◆ **TASK DATA**:
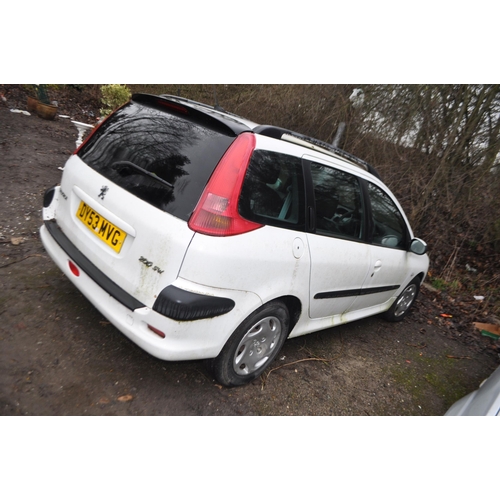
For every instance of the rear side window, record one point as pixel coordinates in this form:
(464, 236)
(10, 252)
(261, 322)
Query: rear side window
(389, 227)
(140, 139)
(339, 205)
(273, 191)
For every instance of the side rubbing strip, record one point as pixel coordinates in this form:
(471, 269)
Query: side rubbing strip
(355, 293)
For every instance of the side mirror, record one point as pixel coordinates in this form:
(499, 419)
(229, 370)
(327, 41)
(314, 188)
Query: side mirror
(418, 246)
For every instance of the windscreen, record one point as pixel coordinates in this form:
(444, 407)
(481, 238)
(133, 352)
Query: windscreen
(161, 157)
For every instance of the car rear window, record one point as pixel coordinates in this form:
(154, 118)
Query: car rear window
(142, 145)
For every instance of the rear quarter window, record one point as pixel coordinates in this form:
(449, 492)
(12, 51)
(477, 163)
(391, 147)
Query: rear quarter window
(273, 191)
(179, 151)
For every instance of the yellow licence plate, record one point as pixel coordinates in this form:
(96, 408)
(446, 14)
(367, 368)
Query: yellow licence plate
(111, 235)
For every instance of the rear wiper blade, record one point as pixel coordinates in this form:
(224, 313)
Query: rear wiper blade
(143, 171)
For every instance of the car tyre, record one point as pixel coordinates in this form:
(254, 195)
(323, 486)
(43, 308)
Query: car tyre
(399, 310)
(253, 346)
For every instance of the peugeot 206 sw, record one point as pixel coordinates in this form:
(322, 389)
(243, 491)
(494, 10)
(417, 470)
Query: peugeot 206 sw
(202, 235)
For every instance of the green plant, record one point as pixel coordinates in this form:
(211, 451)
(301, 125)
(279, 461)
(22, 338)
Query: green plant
(113, 96)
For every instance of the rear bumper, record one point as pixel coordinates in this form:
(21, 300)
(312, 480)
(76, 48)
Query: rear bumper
(184, 340)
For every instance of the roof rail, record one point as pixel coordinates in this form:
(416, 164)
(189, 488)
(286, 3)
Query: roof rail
(314, 144)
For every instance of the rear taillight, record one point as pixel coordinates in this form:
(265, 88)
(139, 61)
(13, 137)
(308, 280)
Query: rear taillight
(217, 211)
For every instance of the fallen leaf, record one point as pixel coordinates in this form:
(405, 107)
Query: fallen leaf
(16, 240)
(126, 398)
(488, 327)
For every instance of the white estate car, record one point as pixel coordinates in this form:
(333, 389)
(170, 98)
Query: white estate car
(202, 235)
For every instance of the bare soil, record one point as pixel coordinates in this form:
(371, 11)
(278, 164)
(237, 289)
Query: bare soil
(59, 356)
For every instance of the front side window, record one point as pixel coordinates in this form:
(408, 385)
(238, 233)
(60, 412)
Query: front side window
(273, 191)
(389, 227)
(339, 206)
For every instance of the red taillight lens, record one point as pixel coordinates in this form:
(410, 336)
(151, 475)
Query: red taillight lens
(217, 211)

◆ **WHAT NEEDS TO BE DONE**:
Rewrite every line of the records above as a numbered list, skipping any blank lines. Leave the picture out of your list.

◆ **TASK RESULT**:
1. For every instance of the rear side window, record one point as pixel coordinates in this form:
2. (464, 236)
3. (10, 252)
4. (261, 322)
5. Query: rear side window
6. (389, 227)
7. (140, 139)
8. (339, 205)
9. (273, 191)
10. For every instance of the side rubbing strip, record one point as pixel coordinates in this form:
11. (471, 269)
12. Query: side rubbing strip
13. (355, 293)
14. For every instance of the side mirror, record one point as pixel coordinates in this form:
15. (499, 419)
16. (229, 370)
17. (327, 41)
18. (314, 188)
19. Query: side mirror
20. (418, 246)
21. For every instance of the windscreen, record one point as pixel coordinates in this form:
22. (444, 407)
23. (481, 238)
24. (133, 352)
25. Query: windscreen
26. (161, 157)
27. For every instance of the car rear window, record one point as pixel coordinates in this form:
28. (154, 118)
29. Query: car rear window
30. (142, 145)
31. For every instance of the rear quarter window, record one point as pixel coordinates in this form:
32. (449, 492)
33. (12, 51)
34. (477, 163)
35. (391, 147)
36. Query: rear quarter window
37. (273, 191)
38. (179, 151)
39. For every instance of the yellow licence plate, record one point as pixel coordinates in this form:
40. (96, 408)
41. (446, 14)
42. (367, 368)
43. Query: yellow licence plate
44. (111, 235)
45. For every instance of the rear wiper blade, record one point as pixel coordinates in this form:
46. (224, 313)
47. Query: rear wiper blade
48. (143, 171)
49. For every instance of the car tyre, record one point as pixel coordinates in this form:
50. (254, 195)
51. (323, 486)
52. (43, 308)
53. Query: car tyre
54. (399, 310)
55. (253, 346)
56. For every instance of the peugeot 206 sw, record one point as pixel coordinates in this form:
57. (322, 389)
58. (243, 491)
59. (494, 10)
60. (417, 470)
61. Query: peugeot 206 sw
62. (202, 235)
63. For every instance of the green plant, record one point as pixel coordinates in this form:
64. (211, 451)
65. (301, 125)
66. (279, 461)
67. (22, 338)
68. Query: green plant
69. (113, 96)
70. For every instance of the rear bumper, record one point as pixel coordinates in this form:
71. (21, 300)
72. (312, 480)
73. (76, 48)
74. Query: rear bumper
75. (184, 340)
76. For every instance of the roof rail, record one point as pixel coordinates in this form:
77. (416, 164)
78. (189, 488)
79. (286, 3)
80. Query: roof rail
81. (314, 144)
82. For every instance of the rear taillight, record one point as pixel coordinates in this form:
83. (265, 88)
84. (139, 61)
85. (13, 137)
86. (308, 280)
87. Query: rear taillight
88. (217, 211)
89. For every instance of the fallen leaf, record one point as pixel coordinates in this form:
90. (405, 107)
91. Query: fallen leaf
92. (16, 240)
93. (126, 398)
94. (488, 327)
95. For every instance of the white estate car, record one point as pixel coordinates in this form:
96. (333, 389)
97. (170, 98)
98. Query: white estate car
99. (202, 235)
100. For every instance of the bare soil, record one point as pixel coordinates in this form:
101. (371, 11)
102. (278, 164)
103. (237, 289)
104. Query: bare soil
105. (59, 356)
106. For every instance of the front side window, record one point as pixel coordinates in this form:
107. (408, 385)
108. (238, 233)
109. (60, 412)
110. Query: front side window
111. (273, 191)
112. (389, 227)
113. (339, 206)
114. For every instance of the red taillight lens, record one point as pixel coordinates in this form:
115. (410, 336)
116. (151, 475)
117. Query: red taillight lens
118. (217, 211)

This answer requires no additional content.